--- Start Working data ---

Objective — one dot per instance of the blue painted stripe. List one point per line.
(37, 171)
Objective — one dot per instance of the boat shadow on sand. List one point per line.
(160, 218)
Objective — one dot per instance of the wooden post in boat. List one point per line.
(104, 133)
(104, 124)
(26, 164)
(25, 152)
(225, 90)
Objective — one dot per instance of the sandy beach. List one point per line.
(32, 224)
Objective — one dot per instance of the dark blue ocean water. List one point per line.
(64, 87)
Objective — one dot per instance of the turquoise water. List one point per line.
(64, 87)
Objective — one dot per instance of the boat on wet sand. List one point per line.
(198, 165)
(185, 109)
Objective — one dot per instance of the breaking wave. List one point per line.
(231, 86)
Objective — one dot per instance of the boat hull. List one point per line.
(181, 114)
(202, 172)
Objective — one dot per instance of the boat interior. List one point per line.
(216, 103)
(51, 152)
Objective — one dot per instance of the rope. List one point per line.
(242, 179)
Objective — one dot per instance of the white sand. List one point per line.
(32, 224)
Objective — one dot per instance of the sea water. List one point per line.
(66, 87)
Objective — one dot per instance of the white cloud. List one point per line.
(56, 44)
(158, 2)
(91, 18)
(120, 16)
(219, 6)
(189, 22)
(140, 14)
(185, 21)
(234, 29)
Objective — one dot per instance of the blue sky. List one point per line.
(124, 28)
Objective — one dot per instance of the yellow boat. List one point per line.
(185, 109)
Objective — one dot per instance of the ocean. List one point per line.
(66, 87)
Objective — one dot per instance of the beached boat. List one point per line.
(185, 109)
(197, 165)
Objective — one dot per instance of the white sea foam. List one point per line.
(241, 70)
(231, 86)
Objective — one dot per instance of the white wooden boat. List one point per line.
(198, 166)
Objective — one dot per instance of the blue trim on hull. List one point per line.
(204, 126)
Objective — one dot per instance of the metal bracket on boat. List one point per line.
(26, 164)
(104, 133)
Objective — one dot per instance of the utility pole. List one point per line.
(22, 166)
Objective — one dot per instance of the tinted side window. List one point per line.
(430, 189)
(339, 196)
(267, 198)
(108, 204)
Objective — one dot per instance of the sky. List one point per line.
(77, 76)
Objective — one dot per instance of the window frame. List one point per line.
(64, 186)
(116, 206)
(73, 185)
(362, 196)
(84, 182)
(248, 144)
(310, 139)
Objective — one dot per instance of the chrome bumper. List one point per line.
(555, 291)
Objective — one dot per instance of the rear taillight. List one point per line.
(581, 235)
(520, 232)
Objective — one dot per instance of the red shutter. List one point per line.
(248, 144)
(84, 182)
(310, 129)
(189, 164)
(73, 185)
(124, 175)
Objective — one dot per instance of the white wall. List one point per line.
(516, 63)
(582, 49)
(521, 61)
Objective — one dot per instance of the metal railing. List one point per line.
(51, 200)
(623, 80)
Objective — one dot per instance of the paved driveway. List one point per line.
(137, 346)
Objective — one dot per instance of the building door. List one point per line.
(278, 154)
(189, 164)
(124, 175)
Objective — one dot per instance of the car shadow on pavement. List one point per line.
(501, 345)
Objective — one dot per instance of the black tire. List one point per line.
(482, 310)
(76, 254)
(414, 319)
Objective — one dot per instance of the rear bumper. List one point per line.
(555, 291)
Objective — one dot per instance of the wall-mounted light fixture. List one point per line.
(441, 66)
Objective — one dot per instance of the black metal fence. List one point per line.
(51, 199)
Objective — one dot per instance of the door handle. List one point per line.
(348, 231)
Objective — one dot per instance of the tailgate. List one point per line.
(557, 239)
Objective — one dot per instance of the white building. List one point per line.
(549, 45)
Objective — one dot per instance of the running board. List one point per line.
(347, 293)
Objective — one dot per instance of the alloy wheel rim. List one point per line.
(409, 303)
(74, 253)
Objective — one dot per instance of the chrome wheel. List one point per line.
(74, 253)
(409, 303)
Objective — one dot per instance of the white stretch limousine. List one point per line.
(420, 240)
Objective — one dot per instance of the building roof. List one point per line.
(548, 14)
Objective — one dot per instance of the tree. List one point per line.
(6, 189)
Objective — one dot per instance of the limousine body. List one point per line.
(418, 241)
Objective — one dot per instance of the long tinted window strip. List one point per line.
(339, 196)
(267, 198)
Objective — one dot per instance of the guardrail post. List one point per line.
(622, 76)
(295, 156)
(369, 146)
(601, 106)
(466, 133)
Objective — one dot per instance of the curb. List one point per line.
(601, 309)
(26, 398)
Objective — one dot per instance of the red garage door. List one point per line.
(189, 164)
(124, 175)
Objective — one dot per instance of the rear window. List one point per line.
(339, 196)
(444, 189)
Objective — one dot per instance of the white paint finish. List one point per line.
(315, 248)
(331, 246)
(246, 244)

--- End Working data ---

Required task:
Recast every entry in the listing above as a two-column CSV with the columns request and points, one row per entry. Put each entry's text in one quoted field and its points in another, and turn any line breaks into spaces.

Solution:
request,points
"Objective — one dot per instance of the blue painted stripe. List one point per line.","(37, 171)"
"Objective — one dot per instance of the boat shadow on sand. List one point per line.","(160, 218)"
"Objective — one dot per instance of the wooden post in boat. List one point per line.","(104, 133) (104, 124) (26, 164) (25, 152) (225, 90)"
"Objective — one dot per instance of the sandy beach. List one point per line.","(32, 224)"
"Objective — one dot per instance of the dark blue ocean water. List one point per line.","(64, 87)"
"Objective — one dot per instance of the turquoise water. List one point per line.","(64, 87)"
"Objective — one dot per instance of the boat on wet sand. List one point per line.","(198, 165) (185, 109)"
"Objective — one dot per instance of the breaking wave. List one point per line.","(231, 86)"
"Objective — one dot per instance of the boat hull. List one point per line.","(181, 114) (202, 172)"
"Objective — one dot per instance of the boat interior. List one point per line.","(216, 103) (51, 152)"
"Objective — one dot per instance of the rope. List one point per line.","(242, 179)"
"Objective — one dot per instance of the white sand. List one point per line.","(32, 224)"
"Objective — one dot per instance of the sea water. List one point per line.","(66, 87)"
"Objective — one dot per instance of the white cloud. List one point per line.","(56, 44) (158, 2) (91, 18) (120, 16) (219, 6) (189, 22) (140, 14) (185, 21) (234, 29)"
"Objective — one dot per instance of the blue sky. List one point per line.","(124, 28)"
"Objective — one dot per instance of the yellow boat. List one point per line.","(185, 109)"
"Objective — one dot per instance of the ocean. List one point per line.","(66, 87)"
"Objective — one dot per instance of the beached boat. List one point per line.","(185, 109) (197, 165)"
"Objective — one dot per instance of the white sea foam. List one point per line.","(241, 70) (231, 86)"
"Objective — one dot per instance of the white wooden boat. List one point per line.","(198, 166)"
"Objective — one dot per instance of the blue trim on hull. List one point per line.","(204, 126)"
"Objective — one dot per instance of the metal bracket on boat. List one point per line.","(26, 164) (104, 133)"
"Objective — one dot per instance of the utility pole. List one point per line.","(22, 166)"
"Objective — one dot per instance of the tinted side window. List one point per line.","(430, 189) (339, 196) (267, 198) (108, 204)"
"Objective — one dot per instance of the sky. List one point per line.","(77, 76)"
"Objective — one dot per instance of the window frame. List one point per line.","(64, 186) (116, 206) (73, 185) (362, 196) (84, 182) (248, 144) (310, 139)"
"Objective — one dot per instance of the chrome bumper. List one point per line.","(555, 291)"
"Objective — one dot per instance of the rear taillight. List one point per line.","(581, 235) (520, 232)"
"Objective — one dot per instance of the red shutter. List one point per line.","(248, 144) (84, 182) (310, 129) (189, 164) (73, 185) (124, 175)"
"Objective — one dot per instance of the white wall. List one point per line.","(516, 63) (582, 49) (521, 61)"
"Objective — one dot per instance of the metal railing. List one point per line.","(51, 200) (623, 80)"
"Objective — one dot per instance of the paved driveway. List one point per line.","(137, 346)"
"Objective — one dot per instance of the building door. List one point per line.","(278, 154) (189, 164) (124, 175)"
"Objective — one dot per instance of the car shadow on pavement. List one point per line.","(501, 345)"
"Objective — one dot per instance of the black tire. List one point per line.","(482, 310) (76, 254) (414, 319)"
"Objective — one dot per instance of the rear bumper. List one point per line.","(555, 291)"
"Objective — one dot per instance of the wall-mounted light fixture. List one point per line.","(441, 66)"
"Objective — one dot per instance of the black metal fence. List one point per line.","(51, 199)"
"Objective — one dot per instance of the door handle. List one point per line.","(348, 231)"
"Objective — one dot per instance of the tailgate. List one point per line.","(557, 239)"
"Objective — one dot per instance of the white building. List one point per line.","(549, 45)"
"Objective — one dot per instance of the running board. List one point per line.","(347, 293)"
"Objective — one dot per instance of the alloy wheel rim. List one point per line.","(409, 303) (74, 253)"
"Objective — one dot per instance of the chrome wheel. List one point per line.","(74, 253) (409, 303)"
"Objective — one dot per instance of the white stretch limousine. List one point per line.","(420, 240)"
"Objective — one dot per instance of the building roof. List one point per line.","(548, 14)"
"Objective — one dot per instance of the tree. List one point per line.","(6, 189)"
"Objective — one dot per instance of the limousine body. List one point per line.","(418, 241)"
"Objective — one dot per instance of the long tinted window strip. List one point per line.","(339, 196) (267, 198)"
"Objective — one dot per instance of the guardrail post. List one point per line.","(622, 76) (295, 156) (369, 146) (601, 106) (466, 133)"
"Objective — one dot per instance of the curb. List one point per line.","(601, 309) (26, 398)"
"Objective — one dot per instance of the red garage door. List one point per line.","(189, 164) (124, 175)"
"Objective — one dot per instance of the rear window. List one point per line.","(339, 196) (444, 189)"
"Objective — one dot per instance of the white paint finish. List one point per line.","(315, 248) (331, 246) (246, 244)"